Да, кстати, ещё через год он тоже вернулся к употреблению алкоголя. Хотя уже и живя с другой женщиной. Дело-то ведь не в них, не в женщинах, как бы неприятно это ни было признавать алкоголику. Вообще зависимому.

Пример 1.2.

Ещё один пример краткосрочно эффективного влияния Преследователя. В 2001 году в Центр поступил пациент Григорий. Рослый здоровяк южных кровей с громадными кулаками, небритый, ехидно щурясь, стоял и курил в ожидании, пока освободится принимающий его администратор, когда я подошёл с ним познакомиться.

– М-м-да, чё-т, я смотрю, спортзала-то у вас нормального нет, – с кривоватой, снисходительной усмешкой поделился он вслух своими рассуждениями, неторопливо потягивая сигарету, – и с девочками в одной палате нельзя… Не, я тут не остаюсь.

В этот момент появляется его отец, коренастый мужчина, тогда ещё крепкого здоровья (впоследствии в связи со всеми переживаниями переживший тяжёлый инсульт с внешними последствиями) с уже явным южным акцентом: «Так, что он там, домой собрался, да? Гдэ у вас тут изолятор, я щас на минутку с ним… – и резким движением он заталкивает Григория в комнату. Оттуда доносятся несколько нечленораздельных слов, несколько глухих ударов, затем выходит отец Григория:

– Так, ну всё, он остаётся, гдэ тут у вас что можно оплачиват? – спокойным, почти равнодушным голосом констатирует он. Вслед появляется сам Григорий, но уже со скромным, улыбчивым, доброжелательным выражением лица. Немного кривясь и слегка потирая бок, он словно продолжает устные размышления, резко изменившие своё направление: «Вообще, я тут подумал, а меня же всё устраивает, не очень-то мне этот спортзал и нужен…»

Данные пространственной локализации
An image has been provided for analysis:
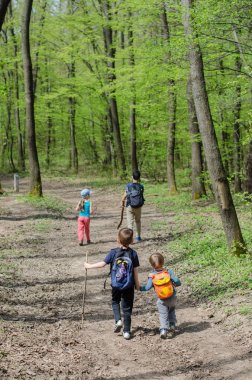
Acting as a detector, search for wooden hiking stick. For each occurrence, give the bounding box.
[117,205,124,230]
[81,252,88,327]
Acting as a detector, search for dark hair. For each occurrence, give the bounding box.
[118,228,133,247]
[132,170,141,181]
[149,253,164,268]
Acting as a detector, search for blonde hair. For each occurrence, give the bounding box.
[149,253,164,269]
[118,228,133,247]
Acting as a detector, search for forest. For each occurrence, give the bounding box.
[0,0,252,253]
[0,0,252,380]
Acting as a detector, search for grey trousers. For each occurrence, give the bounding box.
[157,296,177,330]
[126,206,142,237]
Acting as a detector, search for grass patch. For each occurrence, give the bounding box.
[239,305,252,316]
[146,184,252,300]
[17,195,70,215]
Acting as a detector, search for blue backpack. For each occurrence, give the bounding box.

**ЧТО СДЕЛАТЬ**
Укажите, в каком году, согласно исходному тексту, в Центр поступил пациент Григорий.

**ВЫПОЛНЕННОЕ ЗАДАНИЕ**
В 2001 году.